Texte de lecture:
====

55. Enfin, elle fait valoir que Lazard a agi devant le tribunal de commerce de Paris en se fondant sur le domicile d'Iris Courtage et d'Iris Finance, sans tenir compte des clauses attributives de juridiction qui donnent compétence aux juridictions luxembourgeoises contenues dans la Convention de Gestion d'Actifs concernant Iris Finance et la Convention de Relations d'Affaires concernant Iris Courtage, alors en outre que le contrat de capitalisation signé par Lazard avec Bâloise par l'intermédiaire d'Iris Courtage prévoit aussi une clause attributive de juridiction donnant compétence aux tribunaux Luxembourgeois et que c'est ce contrat qui a généré les frais de gestion contestés alloués à Iris Finance.

56. Elle indique reprendre également à son compte et s'associer aux arguments que Bâloise et Iris Finance ont développés et rappelle que :

- la société Lazard connaissait l'existence de la convention de gestion d'actifs conclue entre Iris Finance et Bâloise contenant la clause exclusive attributive de juridiction au §14 dudit contrat ;

- le contrat de capitalisation souscrit par Lazard renvoie expressément à la gestion confiée à Iris Finance ;

- la clause attributive de juridiction lui est opposable dès lors qu'elle a été implicitement acceptée par le tiers dans l'ensemble des relations contractuelles ;

- en tout état de cause, l'article 8 du règlement Bruxelles I bis évite la dispersion des actions et la saisine concurrente de plusieurs juridictions quand les défendeurs s'inscrivent dans une même situation de fait et de droit, de sorte qu'il convient qu'ils soient jugés ensemble afin d'éviter des solutions inconciliables, et que l'exception d'incompétence au profit des juridictions luxembourgeoises doit profiter à l'ensemble des défendeurs.

====

(Entrées de pointage d'objets étiquetés)
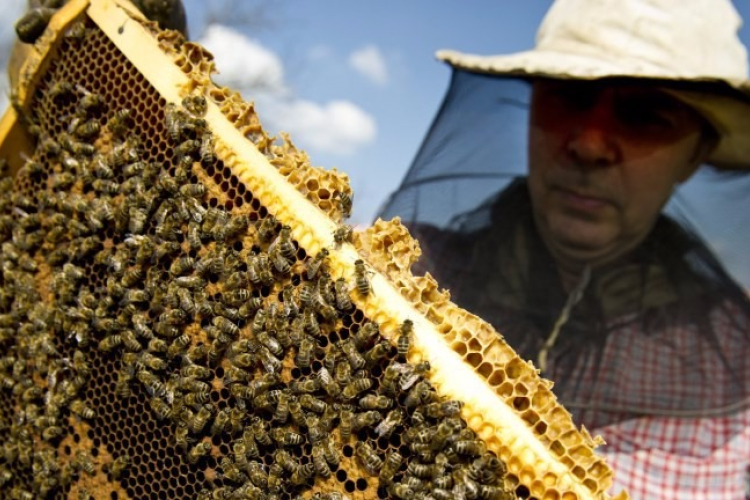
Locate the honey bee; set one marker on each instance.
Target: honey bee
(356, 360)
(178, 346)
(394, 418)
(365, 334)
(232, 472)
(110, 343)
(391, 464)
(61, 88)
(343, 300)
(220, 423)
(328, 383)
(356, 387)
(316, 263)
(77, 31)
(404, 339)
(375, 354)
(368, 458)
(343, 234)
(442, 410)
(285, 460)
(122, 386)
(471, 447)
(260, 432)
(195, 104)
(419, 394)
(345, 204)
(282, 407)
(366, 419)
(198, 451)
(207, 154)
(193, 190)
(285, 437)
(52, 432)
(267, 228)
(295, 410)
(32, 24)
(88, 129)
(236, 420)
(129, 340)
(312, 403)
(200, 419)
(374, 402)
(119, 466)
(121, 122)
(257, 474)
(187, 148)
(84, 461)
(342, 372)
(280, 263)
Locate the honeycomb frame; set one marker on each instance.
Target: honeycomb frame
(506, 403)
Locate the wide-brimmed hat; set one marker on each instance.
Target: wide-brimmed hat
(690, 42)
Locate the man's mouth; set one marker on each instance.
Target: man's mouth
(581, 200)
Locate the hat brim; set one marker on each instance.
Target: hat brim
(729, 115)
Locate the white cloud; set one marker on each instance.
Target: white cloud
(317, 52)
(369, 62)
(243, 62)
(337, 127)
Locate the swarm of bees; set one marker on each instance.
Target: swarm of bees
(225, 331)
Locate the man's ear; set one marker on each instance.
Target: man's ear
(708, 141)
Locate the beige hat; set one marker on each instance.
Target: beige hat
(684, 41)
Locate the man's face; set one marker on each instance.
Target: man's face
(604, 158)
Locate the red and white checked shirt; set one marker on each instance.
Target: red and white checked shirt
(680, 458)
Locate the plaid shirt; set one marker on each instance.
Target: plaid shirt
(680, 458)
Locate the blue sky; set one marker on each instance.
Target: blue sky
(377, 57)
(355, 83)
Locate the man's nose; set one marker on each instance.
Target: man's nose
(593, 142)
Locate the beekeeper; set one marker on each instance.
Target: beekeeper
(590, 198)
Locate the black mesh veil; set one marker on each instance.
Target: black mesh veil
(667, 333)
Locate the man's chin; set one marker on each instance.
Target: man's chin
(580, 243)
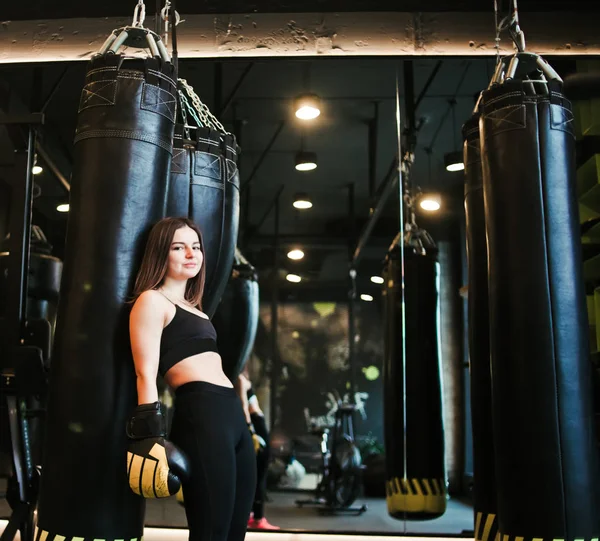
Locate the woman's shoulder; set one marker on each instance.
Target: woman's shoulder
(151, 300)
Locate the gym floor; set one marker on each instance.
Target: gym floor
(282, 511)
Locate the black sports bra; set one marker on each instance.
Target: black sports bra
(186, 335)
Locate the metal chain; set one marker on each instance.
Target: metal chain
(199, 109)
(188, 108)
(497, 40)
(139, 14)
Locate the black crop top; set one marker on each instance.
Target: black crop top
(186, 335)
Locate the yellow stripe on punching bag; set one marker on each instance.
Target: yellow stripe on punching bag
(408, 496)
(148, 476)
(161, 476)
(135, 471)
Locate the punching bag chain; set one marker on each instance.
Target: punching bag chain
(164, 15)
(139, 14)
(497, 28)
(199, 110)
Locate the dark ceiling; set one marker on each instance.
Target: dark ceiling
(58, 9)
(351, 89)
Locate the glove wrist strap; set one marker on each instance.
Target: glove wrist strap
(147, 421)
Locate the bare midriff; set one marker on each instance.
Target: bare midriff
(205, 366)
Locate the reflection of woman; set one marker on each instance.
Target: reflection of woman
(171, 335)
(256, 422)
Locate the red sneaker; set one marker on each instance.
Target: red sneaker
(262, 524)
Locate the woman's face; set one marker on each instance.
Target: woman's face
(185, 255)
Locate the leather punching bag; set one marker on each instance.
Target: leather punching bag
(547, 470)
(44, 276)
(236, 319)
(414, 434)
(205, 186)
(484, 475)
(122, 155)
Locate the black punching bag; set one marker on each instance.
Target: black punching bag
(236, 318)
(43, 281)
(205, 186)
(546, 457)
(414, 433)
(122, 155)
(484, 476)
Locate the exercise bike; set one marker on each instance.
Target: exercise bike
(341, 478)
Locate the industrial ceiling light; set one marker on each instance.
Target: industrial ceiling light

====

Consigne 1: Mettez à l'échelle les enregistrements situés entre la ligne contenant "Locate the woman's shoulder;" et la fin des enregistrements, ces deux bornes comprises, en reproduisant toutes ces lignes sans exception. Multipliez chaque coordonnée des réponses par 2,35 et arrondissez-la à l'entier le plus proche, les demis étant arrondis vers le haut.
Consigne 2: Rédigez la suite du texte sur la compétence des juridictions luxembourgeoises, en reprenant après sa dernière phrase.
Le texte sur la compétence des juridictions luxembourgeoises n'a aucun rapport avec les enregistrements.

Production attendue 1:
Locate the woman's shoulder; set one marker on each instance.
Target: woman's shoulder
(355, 705)
Locate the gym floor; set one marker on each instance.
Target: gym floor
(663, 1201)
Locate the black sports bra; set one marker on each instance.
Target: black sports bra
(437, 787)
Locate the metal chain; set one marker on each instance.
Target: metal chain
(468, 256)
(442, 254)
(1168, 94)
(327, 33)
Locate the black crop top; set one marker on each instance.
Target: black crop top
(437, 787)
Locate the yellow stripe on punching bag; set one marker on each instance.
Target: yellow stripe on punching bag
(959, 1166)
(348, 1119)
(378, 1119)
(317, 1107)
Locate the punching bag chain; set one marker on each instance.
Target: punching bag chain
(385, 35)
(327, 33)
(1168, 66)
(468, 259)
Locate the dark ceiling; set one marker on each instance.
Target: dark ceiling
(136, 21)
(825, 209)
Locate the glove wrist strap; set one marker on each instance.
Target: glove wrist strap
(345, 989)
Locate the bare midriff; set one marker on each instance.
Target: bare midriff
(482, 860)
Locate the reflection of woman; set one marker on each instance.
Target: reflection of woman
(402, 787)
(602, 992)
Locate the red sneaker; set one marker on each instance.
Target: red sneaker
(616, 1231)
Locate the woman's face; set one marker on each instance.
Target: woman's face
(435, 599)
Locate the leather punching bag; set one marker on each instance.
Target: leather punching bag
(1285, 1105)
(103, 649)
(555, 750)
(973, 1020)
(482, 437)
(1137, 1116)
(287, 364)
Locate the black punching bag; set one marker on each instance.
Target: black punching bag
(555, 747)
(101, 660)
(482, 437)
(1283, 1074)
(973, 1018)
(287, 364)
(1137, 1119)
Locate the exercise bike; set one marker on each instance.
Target: exercise bike
(801, 1123)
Locate the industrial ceiling light; set one marker on each instance.
Target: industrial ceiling light

Production attendue 2:
Sur ce,

57. Il n'est pas contesté que le litige présente un caractère international et relève, dans le temps comme dans l'espace, du champ d'application du Règlement (UE) n° 1215/2012 du Parlement européen et du Conseil du 12 décembre 2012, dit Bruxelles I bis, concernant la compétence judiciaire, la reconnaissance et l'exécution des décisions en matière civile et commerciale.

58. Conformément à l'article 4, paragraphe 1, de ce règlement, les personnes domiciliées sur le territoire d'un État membre sont attraites, quelle que soit leur nationalité, devant les juridictions de cet État.

59. Elles ne peuvent, selon l'article 5, paragraphe 1, être attraites devant les juridictions d'un autre État membre qu'en vertu des règles énoncées aux sections 2 à 7 du chapitre relatif à la compétence, soit aux articles 7 à 26 de ce règlement.

60. Aux termes de l'article 25, paragraphe 1, si les parties, sans considération de leur domicile, sont convenues d'une juridiction ou de juridictions d'un État membre pour connaître des différends nés ou à naître à l'occasion d'un rapport de droit déterminé, ces juridictions sont compétentes, sauf si la validité de la convention attributive de juridiction est entachée de nullité quant au fond selon le droit de cet État membre. Cette compétence est exclusive, sauf convention contraire des parties. (')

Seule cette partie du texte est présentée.